> [PROBLEM REQUIREMENTS]: The entries that follow should be written out exactly.

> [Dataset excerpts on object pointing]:
====================
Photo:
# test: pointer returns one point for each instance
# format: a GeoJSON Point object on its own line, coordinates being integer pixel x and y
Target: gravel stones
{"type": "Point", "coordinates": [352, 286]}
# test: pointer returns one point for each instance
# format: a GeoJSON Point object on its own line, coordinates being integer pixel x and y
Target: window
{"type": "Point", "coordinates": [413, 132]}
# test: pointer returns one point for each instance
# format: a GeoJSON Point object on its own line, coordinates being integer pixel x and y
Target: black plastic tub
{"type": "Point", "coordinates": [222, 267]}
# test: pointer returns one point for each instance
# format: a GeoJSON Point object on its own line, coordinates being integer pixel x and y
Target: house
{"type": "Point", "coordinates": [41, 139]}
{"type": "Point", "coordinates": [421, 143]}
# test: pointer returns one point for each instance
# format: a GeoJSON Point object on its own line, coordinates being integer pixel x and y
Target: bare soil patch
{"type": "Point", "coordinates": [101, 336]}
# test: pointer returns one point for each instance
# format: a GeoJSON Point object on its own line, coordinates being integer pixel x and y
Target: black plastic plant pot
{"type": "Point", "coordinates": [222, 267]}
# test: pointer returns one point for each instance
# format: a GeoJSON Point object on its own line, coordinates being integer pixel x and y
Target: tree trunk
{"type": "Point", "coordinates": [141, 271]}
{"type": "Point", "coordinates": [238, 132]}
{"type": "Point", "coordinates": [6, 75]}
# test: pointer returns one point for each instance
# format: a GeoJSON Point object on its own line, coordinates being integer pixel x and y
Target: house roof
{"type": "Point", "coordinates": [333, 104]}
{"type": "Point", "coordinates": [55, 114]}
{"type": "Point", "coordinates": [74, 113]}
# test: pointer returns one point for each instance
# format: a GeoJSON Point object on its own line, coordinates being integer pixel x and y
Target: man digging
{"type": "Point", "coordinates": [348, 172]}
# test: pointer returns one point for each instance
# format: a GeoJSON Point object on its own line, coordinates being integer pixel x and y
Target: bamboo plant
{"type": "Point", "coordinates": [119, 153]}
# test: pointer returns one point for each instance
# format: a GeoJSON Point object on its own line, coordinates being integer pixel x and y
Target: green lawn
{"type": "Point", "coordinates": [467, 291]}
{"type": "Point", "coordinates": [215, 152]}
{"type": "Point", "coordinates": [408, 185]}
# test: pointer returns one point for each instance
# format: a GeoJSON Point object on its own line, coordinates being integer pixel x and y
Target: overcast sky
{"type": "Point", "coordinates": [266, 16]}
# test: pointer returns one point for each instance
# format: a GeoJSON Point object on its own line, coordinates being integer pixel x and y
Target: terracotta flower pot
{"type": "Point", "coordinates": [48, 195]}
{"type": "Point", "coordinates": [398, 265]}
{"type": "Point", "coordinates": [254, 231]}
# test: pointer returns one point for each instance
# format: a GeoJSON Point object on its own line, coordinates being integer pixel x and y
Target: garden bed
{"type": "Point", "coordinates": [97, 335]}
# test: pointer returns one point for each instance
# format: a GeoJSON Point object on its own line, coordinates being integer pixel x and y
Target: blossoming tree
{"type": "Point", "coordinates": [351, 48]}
====================
> [COMPLETED EXERCISE]:
Photo:
# test: pointer returns one point for each instance
# format: a GeoJSON Point object on its own line, coordinates being integer pixel x and y
Target: gravel stones
{"type": "Point", "coordinates": [352, 286]}
# test: pointer returns one point for each instance
# format: a GeoJSON Point object on its own line, coordinates being integer pixel x and y
Target: window
{"type": "Point", "coordinates": [413, 132]}
# test: pointer returns one point for each instance
# format: a GeoJSON Point object on its own line, coordinates being integer pixel x and y
Target: black plastic tub
{"type": "Point", "coordinates": [222, 267]}
# test: pointer returns one point for each instance
# format: a GeoJSON Point object on its own line, coordinates being integer pixel x and y
Target: house
{"type": "Point", "coordinates": [41, 139]}
{"type": "Point", "coordinates": [421, 143]}
# test: pointer returns one point for each instance
# format: a GeoJSON Point object on its own line, coordinates being integer pixel x and y
Target: bare soil patch
{"type": "Point", "coordinates": [101, 336]}
# test: pointer returns one point for each instance
# format: a GeoJSON Point object on its own line, coordinates being integer pixel x and y
Target: black plastic plant pot
{"type": "Point", "coordinates": [222, 267]}
# test: pointer returns one point for each instance
# format: a GeoJSON Point object on its own line, coordinates being integer pixel x and y
Target: tree trunk
{"type": "Point", "coordinates": [141, 271]}
{"type": "Point", "coordinates": [238, 132]}
{"type": "Point", "coordinates": [6, 75]}
# test: pointer returns one point for each instance
# format: a GeoJSON Point object on its own line, coordinates being integer pixel x and y
Target: house roof
{"type": "Point", "coordinates": [333, 104]}
{"type": "Point", "coordinates": [55, 114]}
{"type": "Point", "coordinates": [74, 113]}
# test: pointer returns one point for each instance
# format: a GeoJSON Point object on its own line, coordinates being integer pixel x and y
Target: man digging
{"type": "Point", "coordinates": [348, 172]}
# test: pointer returns one point for each instance
# format: a GeoJSON Point object on its own line, coordinates being integer pixel x and y
Target: bamboo plant
{"type": "Point", "coordinates": [119, 153]}
# test: pointer returns one point for each instance
# format: a GeoJSON Point object on its own line, coordinates being integer pixel x and y
Target: green lawn
{"type": "Point", "coordinates": [467, 291]}
{"type": "Point", "coordinates": [215, 152]}
{"type": "Point", "coordinates": [408, 185]}
# test: pointer returns one point for each instance
# format: a GeoJSON Point object on its own line, coordinates being integer pixel x and y
Target: overcast sky
{"type": "Point", "coordinates": [266, 16]}
# test: pointer returns one point for each instance
# format: a GeoJSON Point object on its own line, coordinates being integer pixel x and y
Target: terracotta flower pot
{"type": "Point", "coordinates": [48, 195]}
{"type": "Point", "coordinates": [398, 265]}
{"type": "Point", "coordinates": [254, 231]}
# test: pointer returns one point for each instance
# format: a GeoJSON Point object on its own line, coordinates being integer pixel x and y
Target: garden bed
{"type": "Point", "coordinates": [97, 335]}
# test: pointer returns one point for each instance
# format: a GeoJSON Point object on its own line, coordinates being integer pixel x and y
Target: blossoming tree
{"type": "Point", "coordinates": [351, 48]}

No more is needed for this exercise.